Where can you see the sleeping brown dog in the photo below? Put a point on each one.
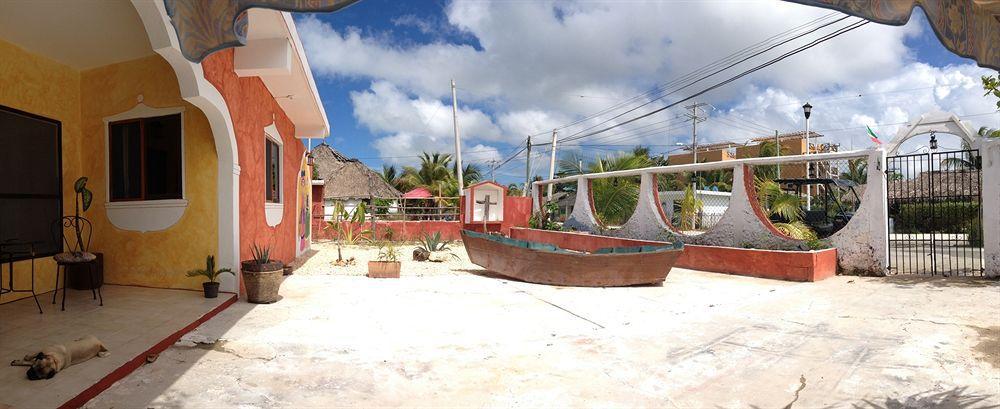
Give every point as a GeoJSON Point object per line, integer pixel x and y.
{"type": "Point", "coordinates": [54, 358]}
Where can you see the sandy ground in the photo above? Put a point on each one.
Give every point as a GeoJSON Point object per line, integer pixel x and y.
{"type": "Point", "coordinates": [320, 261]}
{"type": "Point", "coordinates": [448, 334]}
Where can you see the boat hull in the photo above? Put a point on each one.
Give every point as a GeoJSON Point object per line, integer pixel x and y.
{"type": "Point", "coordinates": [570, 268]}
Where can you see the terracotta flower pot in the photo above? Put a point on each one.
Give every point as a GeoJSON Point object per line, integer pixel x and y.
{"type": "Point", "coordinates": [383, 269]}
{"type": "Point", "coordinates": [211, 289]}
{"type": "Point", "coordinates": [262, 281]}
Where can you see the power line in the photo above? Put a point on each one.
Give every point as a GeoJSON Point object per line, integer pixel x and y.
{"type": "Point", "coordinates": [663, 86]}
{"type": "Point", "coordinates": [807, 46]}
{"type": "Point", "coordinates": [733, 64]}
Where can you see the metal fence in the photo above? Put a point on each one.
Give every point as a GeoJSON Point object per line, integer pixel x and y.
{"type": "Point", "coordinates": [935, 214]}
{"type": "Point", "coordinates": [430, 209]}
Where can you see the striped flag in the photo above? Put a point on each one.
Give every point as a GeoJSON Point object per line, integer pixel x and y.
{"type": "Point", "coordinates": [874, 137]}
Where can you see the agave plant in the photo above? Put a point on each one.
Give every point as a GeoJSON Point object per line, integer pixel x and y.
{"type": "Point", "coordinates": [260, 254]}
{"type": "Point", "coordinates": [690, 206]}
{"type": "Point", "coordinates": [349, 227]}
{"type": "Point", "coordinates": [210, 272]}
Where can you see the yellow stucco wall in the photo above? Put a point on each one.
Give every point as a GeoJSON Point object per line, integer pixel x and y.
{"type": "Point", "coordinates": [81, 101]}
{"type": "Point", "coordinates": [43, 87]}
{"type": "Point", "coordinates": [155, 259]}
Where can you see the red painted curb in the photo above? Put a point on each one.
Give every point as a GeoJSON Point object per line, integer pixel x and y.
{"type": "Point", "coordinates": [130, 366]}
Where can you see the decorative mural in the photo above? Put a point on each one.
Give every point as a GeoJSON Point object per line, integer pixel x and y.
{"type": "Point", "coordinates": [304, 212]}
{"type": "Point", "coordinates": [968, 28]}
{"type": "Point", "coordinates": [200, 36]}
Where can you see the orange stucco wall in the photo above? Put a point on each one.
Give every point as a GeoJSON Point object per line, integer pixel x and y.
{"type": "Point", "coordinates": [81, 101]}
{"type": "Point", "coordinates": [252, 108]}
{"type": "Point", "coordinates": [155, 258]}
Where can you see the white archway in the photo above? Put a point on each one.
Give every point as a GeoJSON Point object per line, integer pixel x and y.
{"type": "Point", "coordinates": [196, 90]}
{"type": "Point", "coordinates": [937, 121]}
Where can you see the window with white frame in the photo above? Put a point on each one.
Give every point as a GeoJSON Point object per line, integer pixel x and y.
{"type": "Point", "coordinates": [145, 159]}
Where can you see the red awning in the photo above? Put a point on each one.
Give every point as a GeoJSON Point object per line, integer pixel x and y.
{"type": "Point", "coordinates": [418, 193]}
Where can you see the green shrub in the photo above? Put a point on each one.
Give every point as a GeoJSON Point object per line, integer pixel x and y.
{"type": "Point", "coordinates": [944, 217]}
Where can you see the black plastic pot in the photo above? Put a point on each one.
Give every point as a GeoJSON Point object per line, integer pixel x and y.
{"type": "Point", "coordinates": [211, 289]}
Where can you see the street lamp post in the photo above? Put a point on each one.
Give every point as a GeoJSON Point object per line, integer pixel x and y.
{"type": "Point", "coordinates": [807, 110]}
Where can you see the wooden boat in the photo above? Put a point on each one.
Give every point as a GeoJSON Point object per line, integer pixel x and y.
{"type": "Point", "coordinates": [541, 261]}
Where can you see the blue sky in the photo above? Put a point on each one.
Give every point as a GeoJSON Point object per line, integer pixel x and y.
{"type": "Point", "coordinates": [382, 69]}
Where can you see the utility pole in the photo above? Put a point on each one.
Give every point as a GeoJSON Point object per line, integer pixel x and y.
{"type": "Point", "coordinates": [527, 168]}
{"type": "Point", "coordinates": [493, 166]}
{"type": "Point", "coordinates": [777, 144]}
{"type": "Point", "coordinates": [552, 163]}
{"type": "Point", "coordinates": [695, 118]}
{"type": "Point", "coordinates": [458, 141]}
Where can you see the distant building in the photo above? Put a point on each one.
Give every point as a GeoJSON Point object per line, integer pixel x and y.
{"type": "Point", "coordinates": [793, 143]}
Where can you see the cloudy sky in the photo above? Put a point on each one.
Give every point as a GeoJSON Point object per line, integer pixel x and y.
{"type": "Point", "coordinates": [384, 68]}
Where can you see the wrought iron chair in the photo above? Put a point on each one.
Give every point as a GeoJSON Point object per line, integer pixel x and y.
{"type": "Point", "coordinates": [75, 233]}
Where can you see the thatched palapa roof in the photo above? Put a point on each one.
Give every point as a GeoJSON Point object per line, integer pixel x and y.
{"type": "Point", "coordinates": [947, 184]}
{"type": "Point", "coordinates": [347, 178]}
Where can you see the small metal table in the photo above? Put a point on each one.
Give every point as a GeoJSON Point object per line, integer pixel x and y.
{"type": "Point", "coordinates": [11, 250]}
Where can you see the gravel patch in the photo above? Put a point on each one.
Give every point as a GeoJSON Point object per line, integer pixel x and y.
{"type": "Point", "coordinates": [320, 261]}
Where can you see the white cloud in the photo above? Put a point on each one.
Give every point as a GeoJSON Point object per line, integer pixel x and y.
{"type": "Point", "coordinates": [541, 64]}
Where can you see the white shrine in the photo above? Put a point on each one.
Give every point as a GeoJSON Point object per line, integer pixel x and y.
{"type": "Point", "coordinates": [484, 202]}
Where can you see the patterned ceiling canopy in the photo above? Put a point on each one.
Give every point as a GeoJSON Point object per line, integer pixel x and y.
{"type": "Point", "coordinates": [969, 28]}
{"type": "Point", "coordinates": [207, 26]}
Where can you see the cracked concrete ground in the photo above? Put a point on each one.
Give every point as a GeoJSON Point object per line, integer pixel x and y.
{"type": "Point", "coordinates": [458, 337]}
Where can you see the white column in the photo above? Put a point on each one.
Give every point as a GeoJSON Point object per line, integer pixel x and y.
{"type": "Point", "coordinates": [990, 151]}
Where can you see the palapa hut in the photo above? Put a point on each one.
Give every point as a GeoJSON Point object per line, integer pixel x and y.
{"type": "Point", "coordinates": [347, 180]}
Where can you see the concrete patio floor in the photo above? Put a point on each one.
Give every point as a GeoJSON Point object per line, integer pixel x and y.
{"type": "Point", "coordinates": [462, 338]}
{"type": "Point", "coordinates": [132, 321]}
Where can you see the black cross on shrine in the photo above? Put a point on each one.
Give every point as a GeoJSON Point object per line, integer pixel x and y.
{"type": "Point", "coordinates": [486, 206]}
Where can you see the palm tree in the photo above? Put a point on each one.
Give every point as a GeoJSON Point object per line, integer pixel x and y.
{"type": "Point", "coordinates": [784, 209]}
{"type": "Point", "coordinates": [472, 173]}
{"type": "Point", "coordinates": [390, 176]}
{"type": "Point", "coordinates": [968, 160]}
{"type": "Point", "coordinates": [720, 179]}
{"type": "Point", "coordinates": [857, 171]}
{"type": "Point", "coordinates": [767, 149]}
{"type": "Point", "coordinates": [434, 174]}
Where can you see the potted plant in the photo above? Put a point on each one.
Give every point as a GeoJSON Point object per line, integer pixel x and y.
{"type": "Point", "coordinates": [387, 264]}
{"type": "Point", "coordinates": [430, 247]}
{"type": "Point", "coordinates": [79, 274]}
{"type": "Point", "coordinates": [211, 286]}
{"type": "Point", "coordinates": [262, 275]}
{"type": "Point", "coordinates": [350, 230]}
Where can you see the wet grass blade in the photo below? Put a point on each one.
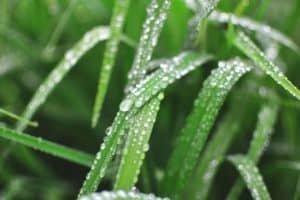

════════

→ INSTRUCTION: Pull out every line of the data above that contains the word "plant", matching case exactly.

→ SOLUTION TO THIS TASK:
Where can you see the agave plant in the photo above? Put a point on each one.
Where can you see the potted plant in the photo above? Put a point on each one.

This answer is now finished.